[Location identification items]
◆ ◆ ◆ ◆

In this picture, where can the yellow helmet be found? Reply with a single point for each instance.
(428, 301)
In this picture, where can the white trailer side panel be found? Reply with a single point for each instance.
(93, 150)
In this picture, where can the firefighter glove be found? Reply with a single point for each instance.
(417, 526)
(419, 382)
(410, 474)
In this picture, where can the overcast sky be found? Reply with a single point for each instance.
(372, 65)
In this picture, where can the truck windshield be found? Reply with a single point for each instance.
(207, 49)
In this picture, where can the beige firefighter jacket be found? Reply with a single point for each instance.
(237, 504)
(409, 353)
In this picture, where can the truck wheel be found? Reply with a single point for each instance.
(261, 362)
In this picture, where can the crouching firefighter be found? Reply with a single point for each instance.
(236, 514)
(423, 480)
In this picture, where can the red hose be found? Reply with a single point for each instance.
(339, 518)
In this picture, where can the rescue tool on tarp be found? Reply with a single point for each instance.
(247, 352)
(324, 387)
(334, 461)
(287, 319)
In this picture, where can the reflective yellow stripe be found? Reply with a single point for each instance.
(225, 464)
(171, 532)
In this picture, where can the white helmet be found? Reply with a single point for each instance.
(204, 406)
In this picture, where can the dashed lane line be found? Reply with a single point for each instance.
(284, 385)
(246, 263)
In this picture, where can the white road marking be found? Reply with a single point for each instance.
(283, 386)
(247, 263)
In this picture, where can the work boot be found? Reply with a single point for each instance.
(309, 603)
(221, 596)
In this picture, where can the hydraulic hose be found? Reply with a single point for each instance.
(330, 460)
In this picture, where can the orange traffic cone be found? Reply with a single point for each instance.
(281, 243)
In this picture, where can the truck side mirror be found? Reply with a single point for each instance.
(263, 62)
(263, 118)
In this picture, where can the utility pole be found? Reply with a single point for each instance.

◆ ◆ ◆ ◆

WORK INSTRUCTIONS> Rewrite every line of the records above as a Markdown table with the columns "No." and "Line," giving each line its own row number and leaving out blank lines.

THE COMPLETED TASK>
| No. | Line |
|---|---|
| 1 | In this picture, where can the yellow helmet be found? Reply with a single point for each instance. |
| 2 | (428, 301) |
| 3 | In this picture, where can the white trailer side panel be found? Reply with a single point for each instance. |
| 4 | (93, 150) |
| 5 | In this picture, where can the firefighter glove be found? Reply with a single point for each instance. |
| 6 | (417, 526) |
| 7 | (419, 382) |
| 8 | (410, 474) |
| 9 | In this picture, where can the overcast sky be found? Reply with a single point for each instance. |
| 10 | (372, 65) |
| 11 | In this picture, where can the truck windshield be found? Reply with a single point for each instance. |
| 12 | (207, 49) |
| 13 | In this picture, where can the beige firefighter jacket be found? Reply with a single point for each instance. |
| 14 | (237, 504) |
| 15 | (409, 353) |
| 16 | In this picture, where can the truck wheel be found? Reply with a single point for each instance. |
| 17 | (261, 362) |
| 18 | In this picture, where can the crouching firefighter be found? Reply with a single point for each instance. |
| 19 | (236, 514) |
| 20 | (423, 480) |
| 21 | In this picture, where can the red hose be found? Reply with a single point for each instance. |
| 22 | (339, 518) |
| 23 | In this picture, where can the rescue tool on tarp be found? Reply with a single point for each instance. |
| 24 | (247, 352) |
| 25 | (324, 387) |
| 26 | (334, 461) |
| 27 | (287, 319) |
| 28 | In this picture, where can the reflective yellow stripe be found? Reply with a single point for each instance. |
| 29 | (225, 464) |
| 30 | (171, 532) |
| 31 | In this picture, where can the white helmet be found? Reply with a single point for each instance. |
| 32 | (204, 406) |
| 33 | In this picture, where can the dashed lane line be found? Reply with a single point for each instance. |
| 34 | (284, 385) |
| 35 | (246, 263) |
| 36 | In this picture, where can the white road marking be found? Reply with a single point for each instance. |
| 37 | (283, 386) |
| 38 | (247, 263) |
| 39 | In this picture, where can the work boot be found? Reply with a single point for each instance. |
| 40 | (309, 603) |
| 41 | (221, 596) |
| 42 | In this picture, where can the hydraulic hose be found? Reply with a single point for each instance. |
| 43 | (330, 460) |
| 44 | In this picture, where can the orange traffic cone be found? Reply with a single point for each instance. |
| 45 | (281, 243) |
| 46 | In this picture, where can the truck side mirror be found? Reply with a single point for each instance. |
| 47 | (263, 62) |
| 48 | (263, 118) |
| 49 | In this picture, where can the utility pole be found? Reply with a single point for each instance. |